TASK REQUIREMENTS: Restate each entry word for word, leaving nothing out.

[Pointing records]
+++
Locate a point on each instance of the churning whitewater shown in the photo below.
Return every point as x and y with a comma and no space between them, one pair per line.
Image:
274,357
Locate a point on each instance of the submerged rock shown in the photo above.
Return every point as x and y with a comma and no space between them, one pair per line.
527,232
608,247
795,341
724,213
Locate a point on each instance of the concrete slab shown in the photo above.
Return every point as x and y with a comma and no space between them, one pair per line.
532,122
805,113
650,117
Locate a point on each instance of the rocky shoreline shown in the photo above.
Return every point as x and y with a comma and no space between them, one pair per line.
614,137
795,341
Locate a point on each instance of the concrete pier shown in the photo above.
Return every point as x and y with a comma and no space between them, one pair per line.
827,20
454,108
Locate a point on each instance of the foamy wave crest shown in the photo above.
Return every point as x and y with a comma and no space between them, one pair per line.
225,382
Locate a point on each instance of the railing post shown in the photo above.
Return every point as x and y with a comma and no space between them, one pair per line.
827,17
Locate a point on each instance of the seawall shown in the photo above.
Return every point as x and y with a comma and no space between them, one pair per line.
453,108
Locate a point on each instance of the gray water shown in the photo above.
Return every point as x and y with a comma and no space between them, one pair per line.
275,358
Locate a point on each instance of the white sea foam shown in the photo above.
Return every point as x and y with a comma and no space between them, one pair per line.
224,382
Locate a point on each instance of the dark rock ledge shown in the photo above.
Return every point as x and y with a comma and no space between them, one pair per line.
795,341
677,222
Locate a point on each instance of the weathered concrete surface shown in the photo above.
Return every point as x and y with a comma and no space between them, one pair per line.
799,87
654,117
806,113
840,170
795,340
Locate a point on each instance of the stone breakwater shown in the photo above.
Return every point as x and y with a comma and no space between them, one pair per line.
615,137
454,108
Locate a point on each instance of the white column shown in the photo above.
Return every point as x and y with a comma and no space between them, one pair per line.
+++
COMPLETE ANSWER:
Locate a point on each instance of the churning whitewater shown in the photo below.
Return every point as x and y with a comma and no space between them, one pair per line.
Image:
274,357
Locate a point on each instance of the submerged rock shown in the photo above.
Return every point as x and y with a comma and no space between them, one pair per line.
527,232
608,247
795,341
724,213
Locate a point on each instance of the concrete slab shown in the photo above.
Return every point as x and y with a comma and no space between them, one pair per line.
532,122
805,113
650,117
Locate a point on each instance of the rocky shoreline shown in the photo above.
Return every point as x and y with a comma and no space between them, one pair per line.
614,137
795,341
Locate a point on each instance of the concrete pier shown in the photo above.
Return every point as x and y with a comma and no space between them, one pair per line.
827,20
454,108
Locate a point on each instance of the foamy wave crest shown in the photo above.
Return every point as x and y with a comma and no space between them, one pair per line.
225,382
Locate a point on each instance of the railing post shown in the photo above.
Return every point as x and y with a comma and no space between them, one pair per line.
827,17
Locate a point on each instance of the seawall shown in the photo above.
Return every point as x and y with a comma and no space between them, one pair per line.
453,108
Locate a point on each instance of the gray water shown in the photo above.
Return every point as x and y with a comma and no space between them, one pair per line.
275,358
Locate a point on each instance of the white sea foam shown in the photo above.
Return every point as x and y with a comma and no space between them, one pair per line.
224,382
Locate a point on each instance of the dark rock ledge shown in the photo above.
Return every point as x and y with a comma and no space between them, one pair per line.
795,341
677,222
Locate a point on each instance of the weathered concrete surface shown in the photo above.
Return every point as x and y with a comma and no space between them, one pair per line.
799,87
654,117
806,113
840,170
795,340
Locate a point on each instance of the stone breakwater shown in the photo above.
Return every point as x and y with a comma and no space between them, one pair per line.
615,137
454,108
Locate a point on each instance of the white column shown in the photo above.
Return every point as x and y with a comma and no space between them, one pair per line.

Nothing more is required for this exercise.